(Collection entries)
******************************

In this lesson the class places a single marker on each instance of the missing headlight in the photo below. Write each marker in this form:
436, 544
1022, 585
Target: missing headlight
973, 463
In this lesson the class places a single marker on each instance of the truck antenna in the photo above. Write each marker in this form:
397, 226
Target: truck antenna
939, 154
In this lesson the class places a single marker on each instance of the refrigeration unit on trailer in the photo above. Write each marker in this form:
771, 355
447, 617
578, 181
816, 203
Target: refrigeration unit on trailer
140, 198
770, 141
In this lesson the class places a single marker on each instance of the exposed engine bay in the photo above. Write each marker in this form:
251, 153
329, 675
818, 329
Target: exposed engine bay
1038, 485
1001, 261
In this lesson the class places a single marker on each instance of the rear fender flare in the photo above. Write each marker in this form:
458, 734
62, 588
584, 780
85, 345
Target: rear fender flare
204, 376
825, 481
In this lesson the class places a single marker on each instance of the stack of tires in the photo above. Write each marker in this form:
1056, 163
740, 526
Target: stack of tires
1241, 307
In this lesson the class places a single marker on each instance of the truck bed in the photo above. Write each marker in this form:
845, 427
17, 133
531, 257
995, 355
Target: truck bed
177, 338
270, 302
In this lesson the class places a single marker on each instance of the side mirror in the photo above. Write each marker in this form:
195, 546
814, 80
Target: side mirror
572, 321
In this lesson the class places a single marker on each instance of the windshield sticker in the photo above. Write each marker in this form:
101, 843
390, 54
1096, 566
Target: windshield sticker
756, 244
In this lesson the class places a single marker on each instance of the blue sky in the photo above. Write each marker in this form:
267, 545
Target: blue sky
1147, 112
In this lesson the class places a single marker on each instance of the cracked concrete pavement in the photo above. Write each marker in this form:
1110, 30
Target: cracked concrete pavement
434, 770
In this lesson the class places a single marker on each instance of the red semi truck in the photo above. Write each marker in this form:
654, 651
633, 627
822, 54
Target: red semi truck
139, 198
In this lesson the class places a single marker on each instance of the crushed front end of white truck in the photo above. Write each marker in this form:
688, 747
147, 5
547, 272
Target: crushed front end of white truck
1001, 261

******************************

Exercise goal: Update the lines above by putting "point" wherever "marker" appears, keeping everything else the same.

Complete output:
In this lesson the class places a single point on each instance of the missing headlight in the photo below. Write each point in this form:
436, 544
1022, 585
Target: missing headlight
973, 463
In this lesson the class places a single point on each instance of the truck antenna in the photo above. Write each point in this form:
397, 226
Target: truck antenna
939, 154
In this lesson the class places a single point on each instance of the refrigeration unit on trailer in the photo above. Write each point in this form:
771, 355
447, 617
578, 181
816, 203
Target: refrigeration unit on trailer
140, 198
770, 141
In this lesson the class places a single point on each instance of the exposed engine bay in the photo above. Write each point in this form:
251, 153
329, 675
818, 329
Target: exposed engine bay
1038, 485
1001, 261
In this lesson the class places a single point on each instance of the rear fender flare in the photo above. Write each point in this form:
458, 734
62, 588
584, 780
85, 345
Target: rear fender flare
204, 376
825, 481
In this lesson the class places a single point on each instance of the stack of tires in the photo above. Write each point in this form:
1056, 163
740, 526
Target: stack of tires
1241, 307
In this lesson the class places a single point on each instance of the truck bed in the photo above. Write each point in this form:
845, 427
17, 133
531, 257
995, 355
Target: truck bed
177, 338
270, 302
In this lesson the class places a single point on each instance of the side mirror in the photo above. Write each point in this form:
195, 546
814, 80
Target: side mirror
572, 321
In this lesson the class places a single point on each instance of the windshield sticker in the photo above. Write each point in this form:
101, 843
390, 54
1096, 566
Target: windshield sticker
756, 244
In this lesson the class places a single point on each instance of the blue sky in the photo above. Write each point in this form:
267, 545
Target: blue sky
1147, 112
In this lesson the class places a single point on each instance of the cracked concrete pavement in the photo above. Write each point in this form:
1110, 30
Target: cracked concrete pavement
434, 770
In this lesson the class places a single point on each instance of the red semi truck in the photo above. Write each point in this form:
654, 651
633, 627
822, 54
Target: red semi truck
139, 198
In this lesson the class places a single point on each instance of the crushed front end of white truck in the photo above. Write each point in this form:
688, 747
147, 5
547, 272
Target: crushed front end of white truck
1001, 261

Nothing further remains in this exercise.